• **Problem requirements**:
The answer should be the lines from the one with "Question. The photograph above contains instances of the cloudy" through the final line of the entries, restated word for word.
===== Dataset =====
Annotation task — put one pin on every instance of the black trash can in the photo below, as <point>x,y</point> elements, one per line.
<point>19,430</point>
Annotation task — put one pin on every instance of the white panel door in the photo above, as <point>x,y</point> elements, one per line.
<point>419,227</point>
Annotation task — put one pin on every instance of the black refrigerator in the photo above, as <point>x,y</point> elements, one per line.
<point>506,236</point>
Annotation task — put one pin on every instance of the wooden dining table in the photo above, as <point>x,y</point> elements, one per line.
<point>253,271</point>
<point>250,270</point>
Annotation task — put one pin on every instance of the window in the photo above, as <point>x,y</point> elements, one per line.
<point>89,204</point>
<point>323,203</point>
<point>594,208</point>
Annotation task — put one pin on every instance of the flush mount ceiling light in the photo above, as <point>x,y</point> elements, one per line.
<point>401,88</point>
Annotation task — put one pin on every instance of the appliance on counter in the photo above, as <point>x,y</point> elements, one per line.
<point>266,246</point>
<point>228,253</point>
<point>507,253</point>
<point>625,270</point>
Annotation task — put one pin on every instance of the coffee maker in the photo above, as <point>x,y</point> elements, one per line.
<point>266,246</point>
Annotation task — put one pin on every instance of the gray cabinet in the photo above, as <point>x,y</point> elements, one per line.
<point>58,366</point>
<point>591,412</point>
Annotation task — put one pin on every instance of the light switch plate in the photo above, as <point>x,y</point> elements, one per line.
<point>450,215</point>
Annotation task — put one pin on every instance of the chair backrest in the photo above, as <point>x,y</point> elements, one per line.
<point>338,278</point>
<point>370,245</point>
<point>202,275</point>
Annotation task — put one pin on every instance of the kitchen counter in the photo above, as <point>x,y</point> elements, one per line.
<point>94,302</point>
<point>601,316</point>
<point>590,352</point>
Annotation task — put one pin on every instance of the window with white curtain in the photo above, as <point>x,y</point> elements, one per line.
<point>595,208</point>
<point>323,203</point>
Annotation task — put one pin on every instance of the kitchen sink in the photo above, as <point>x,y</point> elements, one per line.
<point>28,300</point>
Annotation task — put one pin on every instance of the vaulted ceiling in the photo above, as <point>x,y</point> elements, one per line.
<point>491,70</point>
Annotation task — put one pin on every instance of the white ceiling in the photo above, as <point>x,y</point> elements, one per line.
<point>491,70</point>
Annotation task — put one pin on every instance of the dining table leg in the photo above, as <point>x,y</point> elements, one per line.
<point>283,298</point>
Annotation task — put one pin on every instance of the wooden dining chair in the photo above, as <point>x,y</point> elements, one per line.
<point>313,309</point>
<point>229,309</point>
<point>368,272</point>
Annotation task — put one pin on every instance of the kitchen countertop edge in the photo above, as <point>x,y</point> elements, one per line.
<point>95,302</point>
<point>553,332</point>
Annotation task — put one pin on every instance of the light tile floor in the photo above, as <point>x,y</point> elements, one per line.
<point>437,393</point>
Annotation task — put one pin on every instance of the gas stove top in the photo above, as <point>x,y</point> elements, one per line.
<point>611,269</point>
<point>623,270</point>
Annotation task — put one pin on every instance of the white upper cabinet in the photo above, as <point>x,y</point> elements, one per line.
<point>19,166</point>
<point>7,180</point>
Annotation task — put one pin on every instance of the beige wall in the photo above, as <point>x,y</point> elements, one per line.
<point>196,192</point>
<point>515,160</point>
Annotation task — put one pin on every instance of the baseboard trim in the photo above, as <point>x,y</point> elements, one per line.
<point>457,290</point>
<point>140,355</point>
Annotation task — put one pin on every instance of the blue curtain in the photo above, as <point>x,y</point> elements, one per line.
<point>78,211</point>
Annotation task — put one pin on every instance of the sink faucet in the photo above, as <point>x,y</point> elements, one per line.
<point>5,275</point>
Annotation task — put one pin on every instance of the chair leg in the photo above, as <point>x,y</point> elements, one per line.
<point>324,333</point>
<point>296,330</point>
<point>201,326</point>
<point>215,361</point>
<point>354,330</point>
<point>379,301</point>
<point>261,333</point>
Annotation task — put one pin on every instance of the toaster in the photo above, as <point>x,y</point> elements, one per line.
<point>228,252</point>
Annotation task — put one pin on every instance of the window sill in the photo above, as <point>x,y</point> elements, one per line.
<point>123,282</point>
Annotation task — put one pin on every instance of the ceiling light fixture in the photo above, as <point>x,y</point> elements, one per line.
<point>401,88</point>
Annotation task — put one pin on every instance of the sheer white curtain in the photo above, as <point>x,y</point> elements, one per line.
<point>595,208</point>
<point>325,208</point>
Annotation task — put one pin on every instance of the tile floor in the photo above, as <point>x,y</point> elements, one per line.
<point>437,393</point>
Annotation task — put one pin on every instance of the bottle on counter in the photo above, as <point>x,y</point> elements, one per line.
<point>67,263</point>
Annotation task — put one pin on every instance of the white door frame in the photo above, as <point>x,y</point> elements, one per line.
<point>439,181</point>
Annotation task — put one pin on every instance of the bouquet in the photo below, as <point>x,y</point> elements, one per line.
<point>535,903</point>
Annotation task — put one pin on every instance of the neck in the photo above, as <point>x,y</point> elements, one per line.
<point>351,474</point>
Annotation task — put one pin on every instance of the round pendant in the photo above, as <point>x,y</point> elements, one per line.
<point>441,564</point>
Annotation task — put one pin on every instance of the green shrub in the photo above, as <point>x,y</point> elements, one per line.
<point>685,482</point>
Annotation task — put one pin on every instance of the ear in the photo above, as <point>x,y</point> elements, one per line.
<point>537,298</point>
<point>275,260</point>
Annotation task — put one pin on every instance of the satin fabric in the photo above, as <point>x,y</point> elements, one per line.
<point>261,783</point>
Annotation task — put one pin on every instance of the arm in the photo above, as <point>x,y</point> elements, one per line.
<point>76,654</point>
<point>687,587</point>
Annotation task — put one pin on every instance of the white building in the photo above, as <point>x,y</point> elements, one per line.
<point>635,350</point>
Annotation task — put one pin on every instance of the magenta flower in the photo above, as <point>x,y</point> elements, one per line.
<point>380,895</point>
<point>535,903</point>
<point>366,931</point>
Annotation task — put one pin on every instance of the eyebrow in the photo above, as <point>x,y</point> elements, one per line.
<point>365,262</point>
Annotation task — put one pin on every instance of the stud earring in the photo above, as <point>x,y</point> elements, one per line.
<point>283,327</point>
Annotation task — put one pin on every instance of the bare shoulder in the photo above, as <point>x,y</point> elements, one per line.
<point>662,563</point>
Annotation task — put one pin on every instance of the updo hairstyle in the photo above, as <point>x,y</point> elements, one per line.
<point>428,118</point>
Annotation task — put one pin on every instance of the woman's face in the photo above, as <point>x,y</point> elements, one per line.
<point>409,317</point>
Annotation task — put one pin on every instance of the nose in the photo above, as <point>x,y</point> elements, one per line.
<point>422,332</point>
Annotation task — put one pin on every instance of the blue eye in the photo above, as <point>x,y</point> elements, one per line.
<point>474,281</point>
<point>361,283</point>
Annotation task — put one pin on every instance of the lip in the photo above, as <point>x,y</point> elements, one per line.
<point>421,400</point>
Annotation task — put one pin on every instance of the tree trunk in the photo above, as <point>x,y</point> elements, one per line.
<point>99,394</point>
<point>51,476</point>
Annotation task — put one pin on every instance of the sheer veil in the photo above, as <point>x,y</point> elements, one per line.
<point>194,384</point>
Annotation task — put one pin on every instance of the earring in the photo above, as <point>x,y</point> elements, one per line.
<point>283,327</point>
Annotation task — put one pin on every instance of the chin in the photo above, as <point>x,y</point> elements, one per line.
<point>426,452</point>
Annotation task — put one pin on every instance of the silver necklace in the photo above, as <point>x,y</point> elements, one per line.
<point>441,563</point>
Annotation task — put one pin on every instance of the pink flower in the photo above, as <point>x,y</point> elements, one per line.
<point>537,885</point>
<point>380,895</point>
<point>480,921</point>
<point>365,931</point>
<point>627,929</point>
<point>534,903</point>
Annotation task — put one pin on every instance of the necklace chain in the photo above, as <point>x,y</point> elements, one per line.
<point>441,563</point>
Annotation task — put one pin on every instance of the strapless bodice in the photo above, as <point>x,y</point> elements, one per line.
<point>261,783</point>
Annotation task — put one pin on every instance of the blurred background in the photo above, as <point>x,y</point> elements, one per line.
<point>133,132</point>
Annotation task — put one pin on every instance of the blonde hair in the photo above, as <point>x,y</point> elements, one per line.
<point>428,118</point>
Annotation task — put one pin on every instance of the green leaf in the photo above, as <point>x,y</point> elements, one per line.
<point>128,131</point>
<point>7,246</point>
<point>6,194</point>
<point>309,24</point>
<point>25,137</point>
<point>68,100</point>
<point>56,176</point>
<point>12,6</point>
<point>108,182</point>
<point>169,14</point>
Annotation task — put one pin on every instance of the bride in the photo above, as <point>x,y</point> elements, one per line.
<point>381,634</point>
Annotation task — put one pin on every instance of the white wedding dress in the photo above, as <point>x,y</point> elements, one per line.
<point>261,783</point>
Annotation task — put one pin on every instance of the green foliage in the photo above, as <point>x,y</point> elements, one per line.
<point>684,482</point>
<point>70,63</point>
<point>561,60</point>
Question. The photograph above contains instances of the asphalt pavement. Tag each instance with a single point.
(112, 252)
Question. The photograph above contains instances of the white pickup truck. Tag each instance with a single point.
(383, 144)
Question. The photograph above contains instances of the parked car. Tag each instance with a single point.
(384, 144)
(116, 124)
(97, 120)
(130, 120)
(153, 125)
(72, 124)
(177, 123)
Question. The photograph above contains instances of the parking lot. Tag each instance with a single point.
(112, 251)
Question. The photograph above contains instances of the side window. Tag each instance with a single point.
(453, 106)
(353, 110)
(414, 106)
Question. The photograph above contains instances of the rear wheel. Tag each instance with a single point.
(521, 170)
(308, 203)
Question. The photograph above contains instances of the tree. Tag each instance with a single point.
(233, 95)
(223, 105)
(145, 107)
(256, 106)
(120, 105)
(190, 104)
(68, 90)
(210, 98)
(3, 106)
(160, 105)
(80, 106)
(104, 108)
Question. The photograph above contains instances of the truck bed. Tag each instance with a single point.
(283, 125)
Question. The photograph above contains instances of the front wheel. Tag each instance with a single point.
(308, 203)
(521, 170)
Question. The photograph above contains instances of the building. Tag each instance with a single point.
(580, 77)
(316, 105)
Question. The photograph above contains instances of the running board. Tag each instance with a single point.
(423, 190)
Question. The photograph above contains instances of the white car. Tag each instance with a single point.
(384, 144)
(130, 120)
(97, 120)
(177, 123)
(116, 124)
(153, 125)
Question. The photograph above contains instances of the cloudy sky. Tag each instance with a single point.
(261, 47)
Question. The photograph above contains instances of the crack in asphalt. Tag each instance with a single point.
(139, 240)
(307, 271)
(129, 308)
=====
• **Response box**:
Question. The photograph above contains instances of the cloudy sky. Tag each instance with a single point.
(261, 47)
Question. The photograph above contains instances of the crack in asphalt. Tag each instance with a single point.
(139, 240)
(307, 271)
(129, 308)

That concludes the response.